→ Problem requirements: Please turn all the rows below into a JSON list of strings, with one string for each line and any blank lines omitted.

Excerpts from a pointing dataset
##############################

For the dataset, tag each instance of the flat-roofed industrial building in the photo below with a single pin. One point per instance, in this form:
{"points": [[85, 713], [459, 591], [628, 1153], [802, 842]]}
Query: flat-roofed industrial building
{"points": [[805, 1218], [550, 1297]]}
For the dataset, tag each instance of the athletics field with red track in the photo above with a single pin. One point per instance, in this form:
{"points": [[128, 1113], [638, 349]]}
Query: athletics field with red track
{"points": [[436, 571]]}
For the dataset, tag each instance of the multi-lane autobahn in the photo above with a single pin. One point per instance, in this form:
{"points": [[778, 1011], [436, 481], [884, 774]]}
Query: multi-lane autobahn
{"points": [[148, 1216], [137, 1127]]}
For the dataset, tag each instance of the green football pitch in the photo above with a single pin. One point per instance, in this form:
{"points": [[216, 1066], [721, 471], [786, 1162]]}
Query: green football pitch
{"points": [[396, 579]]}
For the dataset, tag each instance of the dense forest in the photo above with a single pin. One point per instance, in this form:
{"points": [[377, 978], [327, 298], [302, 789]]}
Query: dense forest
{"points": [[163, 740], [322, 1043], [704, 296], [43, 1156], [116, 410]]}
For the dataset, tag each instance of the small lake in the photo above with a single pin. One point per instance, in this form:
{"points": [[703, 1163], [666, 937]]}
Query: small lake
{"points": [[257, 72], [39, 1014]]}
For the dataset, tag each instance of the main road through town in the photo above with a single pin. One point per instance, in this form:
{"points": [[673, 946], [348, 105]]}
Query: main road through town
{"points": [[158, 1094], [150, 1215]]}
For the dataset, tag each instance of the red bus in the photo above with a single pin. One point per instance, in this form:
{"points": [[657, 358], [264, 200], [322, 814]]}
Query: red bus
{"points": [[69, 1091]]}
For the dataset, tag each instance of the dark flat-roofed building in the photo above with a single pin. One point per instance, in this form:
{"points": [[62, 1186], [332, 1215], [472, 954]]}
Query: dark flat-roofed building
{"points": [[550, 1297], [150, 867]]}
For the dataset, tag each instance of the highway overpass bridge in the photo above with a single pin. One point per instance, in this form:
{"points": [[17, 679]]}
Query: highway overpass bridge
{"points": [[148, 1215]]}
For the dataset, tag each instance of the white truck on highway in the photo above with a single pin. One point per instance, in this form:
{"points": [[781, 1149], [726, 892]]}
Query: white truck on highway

##############################

→ Complete output:
[
  "For the dataset, tag each instance of the flat-roofed industrial building in the photo below with a single pin. One point per instance, in this form:",
  "{\"points\": [[85, 713], [459, 591], [628, 1153], [802, 842]]}",
  "Query: flat-roofed industrial building",
  "{\"points\": [[805, 1218], [550, 1297]]}",
  "For the dataset, tag each instance of the athletics field with red track in the photo above with a single pin. One point per instance, in this form:",
  "{\"points\": [[128, 1113], [638, 349]]}",
  "Query: athletics field with red track",
  "{\"points\": [[436, 571]]}",
  "For the dataset, tag each instance of the multi-lane autobahn in the photo above with a single pin. One point per instance, in this form:",
  "{\"points\": [[778, 1011], [436, 481], [884, 774]]}",
  "Query: multi-lane autobahn",
  "{\"points\": [[148, 1216], [137, 1127]]}",
  "For the dataset, tag each instance of the green football pitch in the photo above with a single pin. One point per instance, in this form:",
  "{\"points\": [[216, 1066], [721, 471], [786, 1162]]}",
  "Query: green football pitch",
  "{\"points\": [[396, 579]]}",
  "For the dataset, tag each instance of the dense forest in the photo above with a single pin. One point per instance, in this form:",
  "{\"points\": [[377, 978], [327, 298], [302, 789]]}",
  "Query: dense forest",
  "{\"points\": [[163, 740], [322, 1043], [704, 296], [43, 1156], [116, 410]]}",
  "For the dataset, tag each instance of the small lake in the photo above with a single pin. One point per instance, in this form:",
  "{\"points\": [[703, 1163], [666, 937]]}",
  "Query: small lake",
  "{\"points\": [[257, 72], [39, 1014]]}",
  "For the dataset, tag each instance of the main road through town in the photo above with a single pin. One point per instance, in this form:",
  "{\"points\": [[673, 946], [348, 105]]}",
  "Query: main road through town",
  "{\"points\": [[158, 1094], [150, 1215]]}",
  "For the dataset, tag each instance of the red bus in the photo above with a single pin. One point per instance, in this form:",
  "{\"points\": [[657, 358], [264, 200], [322, 814]]}",
  "Query: red bus",
  "{\"points\": [[69, 1091]]}",
  "For the dataset, tag each instance of the dark flat-roofed building in the photo above with a single pin. One point per instance, in this form:",
  "{\"points\": [[62, 1186], [332, 1215], [472, 954]]}",
  "Query: dark flat-roofed building",
  "{\"points\": [[550, 1297], [150, 867]]}",
  "For the dataset, tag each instance of the highway overpass bridge in the photo above with a single pin. One point per instance, in this form:",
  "{\"points\": [[17, 679]]}",
  "Query: highway overpass bridge",
  "{\"points\": [[148, 1215]]}",
  "For the dataset, tag each instance of the white truck on highway in the photo above with a single pin. One point per instance, in this form:",
  "{\"points\": [[781, 1149], [726, 892]]}",
  "Query: white truck on highway"
]